» Aim
Which lines in the listing below contain the word "throw"? Pull out each such line and copy it.

» Source records
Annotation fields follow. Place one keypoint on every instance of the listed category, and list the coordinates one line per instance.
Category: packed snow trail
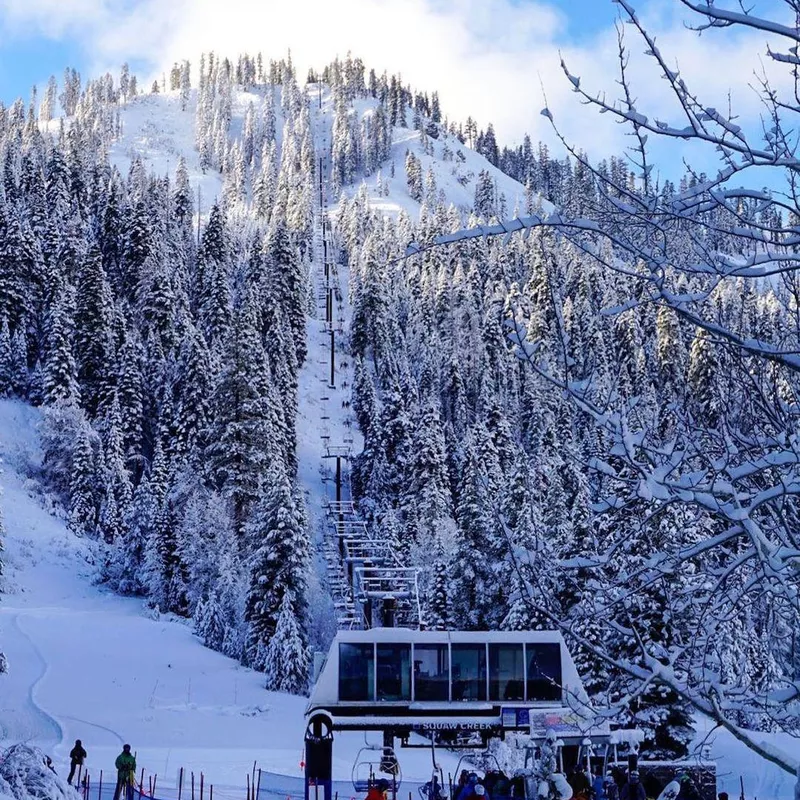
(21, 717)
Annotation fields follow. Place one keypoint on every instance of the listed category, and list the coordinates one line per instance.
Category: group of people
(125, 765)
(621, 786)
(494, 786)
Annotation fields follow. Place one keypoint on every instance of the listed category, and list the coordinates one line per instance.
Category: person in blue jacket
(599, 785)
(468, 790)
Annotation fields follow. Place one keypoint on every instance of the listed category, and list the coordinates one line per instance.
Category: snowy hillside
(88, 664)
(155, 130)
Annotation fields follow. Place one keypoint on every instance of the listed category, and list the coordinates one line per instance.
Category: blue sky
(494, 60)
(29, 53)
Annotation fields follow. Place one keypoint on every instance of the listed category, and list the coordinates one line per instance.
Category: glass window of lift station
(431, 672)
(394, 672)
(356, 672)
(468, 664)
(544, 671)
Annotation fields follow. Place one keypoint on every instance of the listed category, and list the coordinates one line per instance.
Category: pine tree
(93, 347)
(60, 371)
(280, 545)
(288, 285)
(439, 614)
(286, 660)
(248, 428)
(6, 369)
(210, 623)
(414, 176)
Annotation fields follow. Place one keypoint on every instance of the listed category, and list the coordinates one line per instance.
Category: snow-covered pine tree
(286, 662)
(279, 543)
(82, 518)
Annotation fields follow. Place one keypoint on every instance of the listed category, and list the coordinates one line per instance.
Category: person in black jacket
(76, 759)
(633, 789)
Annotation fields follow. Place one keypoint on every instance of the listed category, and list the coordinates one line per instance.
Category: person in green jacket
(126, 772)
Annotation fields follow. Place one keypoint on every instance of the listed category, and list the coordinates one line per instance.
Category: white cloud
(487, 58)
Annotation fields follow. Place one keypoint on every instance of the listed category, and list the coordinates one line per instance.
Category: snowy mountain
(170, 290)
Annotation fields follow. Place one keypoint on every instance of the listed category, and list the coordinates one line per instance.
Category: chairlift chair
(369, 768)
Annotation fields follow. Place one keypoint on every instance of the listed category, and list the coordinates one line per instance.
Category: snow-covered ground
(88, 664)
(91, 665)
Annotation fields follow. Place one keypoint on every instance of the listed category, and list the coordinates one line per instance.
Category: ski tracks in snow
(22, 719)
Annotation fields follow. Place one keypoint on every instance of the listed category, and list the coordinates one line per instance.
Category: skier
(76, 758)
(378, 790)
(579, 782)
(671, 791)
(633, 789)
(612, 790)
(688, 789)
(599, 785)
(468, 789)
(126, 773)
(502, 788)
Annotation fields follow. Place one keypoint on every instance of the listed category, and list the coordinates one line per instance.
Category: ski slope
(91, 665)
(88, 664)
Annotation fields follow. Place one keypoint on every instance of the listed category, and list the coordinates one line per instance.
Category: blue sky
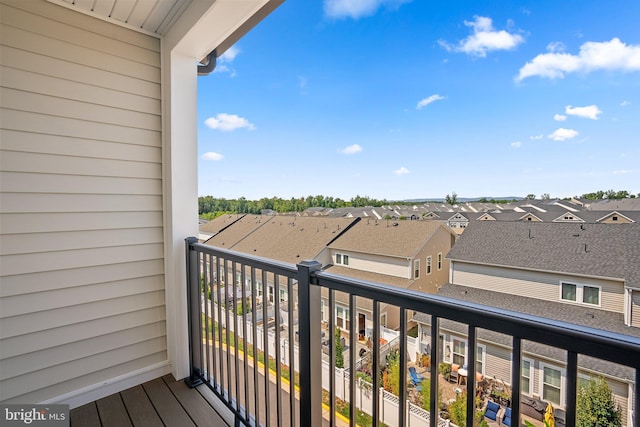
(417, 99)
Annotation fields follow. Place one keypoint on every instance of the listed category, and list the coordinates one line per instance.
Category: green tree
(451, 199)
(339, 350)
(595, 405)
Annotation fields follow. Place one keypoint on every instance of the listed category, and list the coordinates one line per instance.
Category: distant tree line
(210, 207)
(609, 194)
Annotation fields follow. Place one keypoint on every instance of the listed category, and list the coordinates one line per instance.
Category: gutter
(208, 64)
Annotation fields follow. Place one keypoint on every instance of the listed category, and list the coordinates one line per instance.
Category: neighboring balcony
(262, 354)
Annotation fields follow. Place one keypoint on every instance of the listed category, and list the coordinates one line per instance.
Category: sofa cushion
(507, 417)
(492, 410)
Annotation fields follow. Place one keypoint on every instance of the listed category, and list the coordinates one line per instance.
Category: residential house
(99, 187)
(586, 274)
(405, 254)
(289, 239)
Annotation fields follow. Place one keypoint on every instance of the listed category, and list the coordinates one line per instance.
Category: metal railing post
(310, 350)
(194, 321)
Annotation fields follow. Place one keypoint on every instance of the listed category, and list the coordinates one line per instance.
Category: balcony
(233, 357)
(227, 290)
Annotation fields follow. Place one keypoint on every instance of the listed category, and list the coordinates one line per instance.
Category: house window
(480, 352)
(551, 384)
(342, 259)
(526, 378)
(342, 318)
(582, 294)
(459, 352)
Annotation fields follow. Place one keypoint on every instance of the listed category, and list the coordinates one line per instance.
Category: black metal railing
(256, 340)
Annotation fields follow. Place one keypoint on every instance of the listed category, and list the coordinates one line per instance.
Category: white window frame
(528, 392)
(383, 319)
(580, 293)
(541, 382)
(342, 259)
(342, 322)
(453, 350)
(482, 359)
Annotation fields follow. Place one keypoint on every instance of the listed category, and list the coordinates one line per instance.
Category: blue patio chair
(492, 411)
(416, 378)
(507, 417)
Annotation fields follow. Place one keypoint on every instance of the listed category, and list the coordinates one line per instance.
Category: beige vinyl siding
(378, 264)
(635, 309)
(497, 362)
(81, 260)
(534, 284)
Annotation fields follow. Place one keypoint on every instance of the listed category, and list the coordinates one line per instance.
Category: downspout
(208, 64)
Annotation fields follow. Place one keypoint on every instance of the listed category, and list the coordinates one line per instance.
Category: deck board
(140, 408)
(169, 409)
(85, 416)
(196, 406)
(112, 411)
(162, 401)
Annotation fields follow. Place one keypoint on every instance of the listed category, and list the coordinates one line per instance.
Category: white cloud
(229, 55)
(351, 149)
(611, 55)
(484, 38)
(401, 171)
(356, 9)
(223, 61)
(562, 134)
(589, 112)
(623, 171)
(556, 47)
(210, 155)
(426, 101)
(228, 122)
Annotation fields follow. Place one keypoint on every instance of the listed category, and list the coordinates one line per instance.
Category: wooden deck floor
(160, 402)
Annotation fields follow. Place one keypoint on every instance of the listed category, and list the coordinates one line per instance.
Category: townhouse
(586, 274)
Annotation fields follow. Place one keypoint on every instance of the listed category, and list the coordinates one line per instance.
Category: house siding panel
(378, 264)
(533, 284)
(635, 309)
(81, 263)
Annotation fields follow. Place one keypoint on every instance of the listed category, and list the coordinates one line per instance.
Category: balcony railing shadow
(271, 371)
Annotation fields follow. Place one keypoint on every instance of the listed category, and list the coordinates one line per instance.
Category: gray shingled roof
(599, 250)
(387, 237)
(594, 318)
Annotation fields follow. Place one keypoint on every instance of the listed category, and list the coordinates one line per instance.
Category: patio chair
(453, 375)
(507, 417)
(492, 411)
(416, 378)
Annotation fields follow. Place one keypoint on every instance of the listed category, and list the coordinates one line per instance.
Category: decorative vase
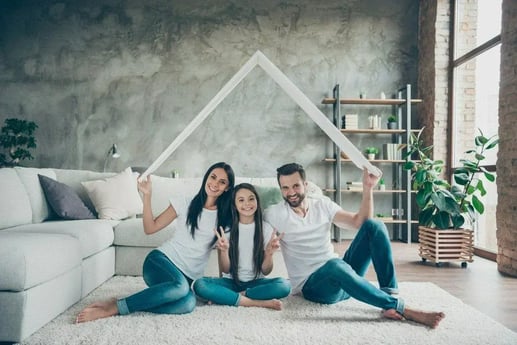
(448, 245)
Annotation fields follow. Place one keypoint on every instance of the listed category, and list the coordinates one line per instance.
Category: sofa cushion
(29, 259)
(15, 207)
(130, 233)
(115, 197)
(74, 178)
(29, 177)
(94, 235)
(63, 200)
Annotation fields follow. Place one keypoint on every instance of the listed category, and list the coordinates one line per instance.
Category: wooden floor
(479, 285)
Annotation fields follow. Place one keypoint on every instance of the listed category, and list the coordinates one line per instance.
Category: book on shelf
(354, 186)
(392, 151)
(350, 121)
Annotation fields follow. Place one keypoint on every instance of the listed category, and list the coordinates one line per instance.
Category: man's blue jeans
(340, 279)
(226, 292)
(168, 289)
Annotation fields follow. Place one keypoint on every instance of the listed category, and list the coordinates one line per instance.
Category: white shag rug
(300, 322)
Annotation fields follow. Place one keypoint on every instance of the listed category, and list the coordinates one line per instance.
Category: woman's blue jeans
(340, 279)
(226, 292)
(168, 289)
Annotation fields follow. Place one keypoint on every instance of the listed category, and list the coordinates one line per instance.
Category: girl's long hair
(258, 237)
(223, 202)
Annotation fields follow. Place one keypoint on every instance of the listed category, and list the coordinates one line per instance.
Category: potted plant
(371, 152)
(444, 207)
(16, 138)
(392, 122)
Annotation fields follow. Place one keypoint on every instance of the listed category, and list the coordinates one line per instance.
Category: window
(477, 41)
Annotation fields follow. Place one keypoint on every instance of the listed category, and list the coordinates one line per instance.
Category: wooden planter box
(440, 246)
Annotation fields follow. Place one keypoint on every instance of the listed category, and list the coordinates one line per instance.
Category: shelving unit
(402, 194)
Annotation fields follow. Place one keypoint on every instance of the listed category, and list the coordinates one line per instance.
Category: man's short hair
(289, 169)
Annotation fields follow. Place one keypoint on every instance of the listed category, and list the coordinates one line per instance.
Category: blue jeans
(225, 291)
(168, 289)
(340, 279)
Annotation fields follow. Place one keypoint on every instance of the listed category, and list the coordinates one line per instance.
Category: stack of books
(354, 186)
(392, 151)
(350, 121)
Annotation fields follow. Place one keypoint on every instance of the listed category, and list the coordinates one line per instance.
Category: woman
(247, 257)
(170, 269)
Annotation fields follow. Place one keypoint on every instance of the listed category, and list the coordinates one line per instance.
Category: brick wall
(507, 158)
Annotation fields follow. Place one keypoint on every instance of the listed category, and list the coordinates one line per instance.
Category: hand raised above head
(145, 185)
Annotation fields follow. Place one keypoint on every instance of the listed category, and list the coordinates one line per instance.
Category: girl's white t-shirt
(189, 254)
(246, 235)
(306, 244)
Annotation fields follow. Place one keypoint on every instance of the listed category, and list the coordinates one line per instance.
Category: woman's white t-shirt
(306, 242)
(246, 235)
(189, 254)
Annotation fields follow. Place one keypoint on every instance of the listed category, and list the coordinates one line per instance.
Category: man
(313, 267)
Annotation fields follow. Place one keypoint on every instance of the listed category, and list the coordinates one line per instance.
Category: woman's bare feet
(430, 319)
(98, 310)
(270, 303)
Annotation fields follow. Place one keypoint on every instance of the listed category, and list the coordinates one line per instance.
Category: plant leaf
(478, 205)
(490, 177)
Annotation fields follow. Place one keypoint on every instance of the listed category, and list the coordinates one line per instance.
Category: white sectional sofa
(48, 264)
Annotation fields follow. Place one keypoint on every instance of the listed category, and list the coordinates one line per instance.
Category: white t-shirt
(246, 234)
(189, 254)
(306, 243)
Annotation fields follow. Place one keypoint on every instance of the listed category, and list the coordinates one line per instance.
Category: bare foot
(98, 310)
(270, 303)
(431, 319)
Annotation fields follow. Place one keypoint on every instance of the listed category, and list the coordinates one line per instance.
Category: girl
(170, 269)
(247, 257)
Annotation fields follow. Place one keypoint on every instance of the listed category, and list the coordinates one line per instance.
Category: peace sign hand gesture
(222, 243)
(274, 242)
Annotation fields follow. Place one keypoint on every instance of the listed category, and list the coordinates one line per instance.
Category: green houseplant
(441, 204)
(444, 207)
(16, 139)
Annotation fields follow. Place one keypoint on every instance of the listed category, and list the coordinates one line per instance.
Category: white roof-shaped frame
(259, 59)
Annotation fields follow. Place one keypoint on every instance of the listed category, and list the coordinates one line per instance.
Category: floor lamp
(113, 153)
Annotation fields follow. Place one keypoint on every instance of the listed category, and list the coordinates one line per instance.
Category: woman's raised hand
(145, 185)
(222, 243)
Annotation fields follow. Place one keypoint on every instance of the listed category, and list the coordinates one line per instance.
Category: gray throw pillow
(268, 196)
(63, 200)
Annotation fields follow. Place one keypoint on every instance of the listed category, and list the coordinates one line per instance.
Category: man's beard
(296, 202)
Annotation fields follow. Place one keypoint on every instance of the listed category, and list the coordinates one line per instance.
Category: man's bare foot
(98, 310)
(430, 319)
(270, 303)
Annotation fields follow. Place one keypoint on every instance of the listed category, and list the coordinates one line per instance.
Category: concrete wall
(507, 156)
(136, 73)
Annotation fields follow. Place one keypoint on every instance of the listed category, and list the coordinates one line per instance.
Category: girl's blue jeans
(168, 289)
(340, 279)
(226, 292)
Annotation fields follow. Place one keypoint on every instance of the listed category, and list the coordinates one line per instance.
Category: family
(230, 218)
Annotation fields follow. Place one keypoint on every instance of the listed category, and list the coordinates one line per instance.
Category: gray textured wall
(136, 73)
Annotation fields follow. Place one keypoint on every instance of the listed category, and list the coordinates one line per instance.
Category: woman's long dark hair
(258, 237)
(223, 202)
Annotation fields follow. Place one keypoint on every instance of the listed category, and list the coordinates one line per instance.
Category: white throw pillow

» Problem solution
Category: gray throw pillow
Category: white throw pillow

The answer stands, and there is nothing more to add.